**** TASK DATA

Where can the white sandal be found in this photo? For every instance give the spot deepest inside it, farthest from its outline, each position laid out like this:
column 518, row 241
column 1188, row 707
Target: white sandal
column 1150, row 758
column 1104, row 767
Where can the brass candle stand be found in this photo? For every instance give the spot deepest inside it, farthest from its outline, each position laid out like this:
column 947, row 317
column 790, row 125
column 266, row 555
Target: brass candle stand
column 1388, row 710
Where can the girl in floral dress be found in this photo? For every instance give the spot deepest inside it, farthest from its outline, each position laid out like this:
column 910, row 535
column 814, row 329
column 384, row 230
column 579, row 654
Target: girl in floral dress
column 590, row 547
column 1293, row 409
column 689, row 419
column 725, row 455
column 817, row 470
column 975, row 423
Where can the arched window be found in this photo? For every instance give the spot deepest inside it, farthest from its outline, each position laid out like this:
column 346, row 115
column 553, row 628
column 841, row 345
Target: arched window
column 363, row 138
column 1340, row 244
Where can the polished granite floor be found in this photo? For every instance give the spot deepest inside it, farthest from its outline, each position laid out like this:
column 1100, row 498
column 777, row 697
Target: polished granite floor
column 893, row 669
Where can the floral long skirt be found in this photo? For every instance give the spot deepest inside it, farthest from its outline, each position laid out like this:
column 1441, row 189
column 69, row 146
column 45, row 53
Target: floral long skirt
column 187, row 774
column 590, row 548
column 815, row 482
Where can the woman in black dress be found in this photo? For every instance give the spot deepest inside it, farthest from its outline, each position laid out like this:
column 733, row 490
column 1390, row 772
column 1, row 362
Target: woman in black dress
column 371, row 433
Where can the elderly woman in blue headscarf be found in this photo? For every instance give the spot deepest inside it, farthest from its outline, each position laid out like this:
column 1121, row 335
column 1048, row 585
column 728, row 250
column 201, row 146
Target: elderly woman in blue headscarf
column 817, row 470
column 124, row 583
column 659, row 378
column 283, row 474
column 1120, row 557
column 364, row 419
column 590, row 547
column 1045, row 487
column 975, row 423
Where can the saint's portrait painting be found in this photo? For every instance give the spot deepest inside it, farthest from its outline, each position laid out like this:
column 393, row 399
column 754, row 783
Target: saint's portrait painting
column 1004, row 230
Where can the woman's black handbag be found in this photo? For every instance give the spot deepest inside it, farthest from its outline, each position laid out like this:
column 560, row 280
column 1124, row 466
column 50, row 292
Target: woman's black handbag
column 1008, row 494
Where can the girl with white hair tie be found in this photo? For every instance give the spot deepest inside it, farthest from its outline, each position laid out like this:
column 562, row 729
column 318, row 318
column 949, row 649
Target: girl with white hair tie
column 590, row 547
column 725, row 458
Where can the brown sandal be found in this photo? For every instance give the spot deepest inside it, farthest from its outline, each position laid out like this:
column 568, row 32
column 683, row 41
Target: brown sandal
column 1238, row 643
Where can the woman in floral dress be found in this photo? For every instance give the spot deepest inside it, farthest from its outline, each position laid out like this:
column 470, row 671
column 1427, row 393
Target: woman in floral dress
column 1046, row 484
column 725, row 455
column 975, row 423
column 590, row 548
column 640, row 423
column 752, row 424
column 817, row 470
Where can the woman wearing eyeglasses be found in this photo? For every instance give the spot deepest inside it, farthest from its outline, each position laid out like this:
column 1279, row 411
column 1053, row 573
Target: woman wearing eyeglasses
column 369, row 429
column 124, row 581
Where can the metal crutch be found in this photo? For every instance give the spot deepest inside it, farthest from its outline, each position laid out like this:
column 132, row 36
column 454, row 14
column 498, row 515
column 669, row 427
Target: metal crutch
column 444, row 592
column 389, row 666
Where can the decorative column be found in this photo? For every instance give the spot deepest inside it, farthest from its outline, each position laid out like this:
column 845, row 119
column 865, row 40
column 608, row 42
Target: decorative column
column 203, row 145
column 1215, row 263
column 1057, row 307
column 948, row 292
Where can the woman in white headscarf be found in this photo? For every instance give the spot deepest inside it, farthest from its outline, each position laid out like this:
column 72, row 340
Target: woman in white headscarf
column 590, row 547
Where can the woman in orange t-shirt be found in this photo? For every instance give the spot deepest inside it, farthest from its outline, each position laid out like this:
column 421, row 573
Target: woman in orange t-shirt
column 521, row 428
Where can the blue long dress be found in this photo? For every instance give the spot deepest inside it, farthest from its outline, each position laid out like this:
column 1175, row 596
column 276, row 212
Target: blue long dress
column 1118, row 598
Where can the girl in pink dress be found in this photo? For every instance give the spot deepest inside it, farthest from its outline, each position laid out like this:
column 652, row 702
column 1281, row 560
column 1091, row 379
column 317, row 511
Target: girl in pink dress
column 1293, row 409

********

WHAT YOU ARE ASKED TO DO | Replace "spot" with "point" throughout all the items above, and leave every other part unchanged.

ANSWER IN FULL |
Where can the white sandal be found in this photo? For every instance give the point deepest inside it, farthest from its outline, each position laid out like this:
column 518, row 241
column 1188, row 707
Target: white sandal
column 1150, row 758
column 1104, row 767
Where can the brass candle stand be found in this photo? For every instance give the point deepest inside it, farthest from its outline, each position laid out like this:
column 947, row 317
column 790, row 125
column 266, row 555
Target: brass candle stand
column 1388, row 710
Where can the girl in floral dress be found in this photo? For every instance give the point deepest inside it, farthest from its outline, each position laid out like this:
column 910, row 535
column 814, row 329
column 384, row 230
column 579, row 654
Target: girl in floral dress
column 590, row 547
column 1293, row 409
column 689, row 419
column 725, row 455
column 817, row 470
column 975, row 423
Where can the arched window be found in this photo? For every instance give the point deepest inside it, farthest from its outline, each position laid out like this:
column 346, row 115
column 553, row 628
column 841, row 345
Target: arched window
column 363, row 138
column 1340, row 244
Where can the polished granite floor be found in this photo? For every instance give the point deepest inside it, farthest from its outline, each position laid out like this:
column 1100, row 498
column 777, row 697
Target: polished granite floor
column 893, row 669
Where can the floral long skirt be found in this photo? For every instance give the point deepest inside it, farthest from its outline, each position laid out like this:
column 1441, row 189
column 69, row 146
column 45, row 53
Target: floral long skirt
column 187, row 774
column 590, row 548
column 815, row 482
Where can the woman in black dress be found in this photo? For every instance give the point deepest inside it, farthest from its outline, each position laid out like this:
column 733, row 490
column 1390, row 772
column 1, row 362
Target: woman in black dress
column 371, row 433
Where can the elderly woman in blue headscarf be found in this photo? For every instance give the point deepest inside it, farthest from its outline, each position laid out like this:
column 1121, row 335
column 1048, row 585
column 728, row 250
column 201, row 146
Target: elderly woman in blue headscarf
column 817, row 470
column 124, row 583
column 659, row 378
column 283, row 474
column 1120, row 557
column 364, row 419
column 590, row 547
column 1045, row 487
column 975, row 423
Where can the saint's portrait painting be found in this photo? For every instance give the point deepest inside it, farthest from its outline, each position laid out like this:
column 393, row 399
column 754, row 783
Target: saint's portrait painting
column 1004, row 230
Where can the woman's black handbag be found in this photo? For every instance give the point deepest inside it, farthest from its outline, each position laid out like this:
column 560, row 280
column 1124, row 466
column 50, row 292
Target: woman's black handbag
column 1008, row 494
Where can the girl with white hair tie be found in this photo? For every instance give the point deepest inside it, farthest from its outline, each position laid out like this:
column 562, row 729
column 318, row 318
column 949, row 649
Target: girl with white hair tie
column 590, row 547
column 725, row 458
Where can the brown sandal be found in this photo? For every instance give the point deepest inside it, farthest from its outline, each position laid out like this:
column 568, row 32
column 683, row 41
Target: brown sandal
column 1238, row 643
Where can the woman in floral dress be found in this photo? For every instance give the point deepest inside it, farthest from its outline, each position laid out like this:
column 470, row 671
column 1427, row 393
Target: woman in floral dress
column 1046, row 484
column 725, row 455
column 975, row 423
column 590, row 548
column 640, row 423
column 752, row 424
column 817, row 470
Where can the woman wearing eyeglasses be found in this photo? For every instance give the point deepest inside it, farthest from its outline, each position laid out like this:
column 1279, row 411
column 1053, row 573
Target: woman wearing eyeglasses
column 369, row 429
column 124, row 581
Where can the metal crutch be found in this photo? For every instance give the point deepest inside it, farthest from its outline, each position laid out like this:
column 132, row 36
column 454, row 14
column 498, row 515
column 669, row 427
Target: metal crutch
column 444, row 592
column 389, row 666
Where can the decorative column be found in this photo? For every instance give the point deepest inside it, farthest from its outline, each position laid out like this:
column 845, row 119
column 865, row 40
column 608, row 42
Target: decorative column
column 203, row 145
column 1215, row 263
column 1057, row 307
column 948, row 292
Where can the woman in white headscarf be found in this photo? For every instance give the point deepest inside it, farthest from its outline, each position laid out like this:
column 72, row 340
Target: woman in white headscarf
column 590, row 547
Where can the woman in orange t-shirt be found in this photo? For every instance give the point deepest inside it, farthest from its outline, each position laid out like this:
column 421, row 573
Target: woman in orange t-shirt
column 521, row 428
Where can the blue long dress be found in this photo? For every instance give the point deepest inside it, farthest from its outline, each position laid out like this:
column 1175, row 596
column 276, row 212
Target: blue long dress
column 1118, row 598
Where can the girl in pink dress be found in this photo? For every instance give the point deepest inside it, farthest from its outline, each position laid out like this:
column 652, row 702
column 1281, row 560
column 1091, row 379
column 317, row 511
Target: girl in pink dress
column 1293, row 409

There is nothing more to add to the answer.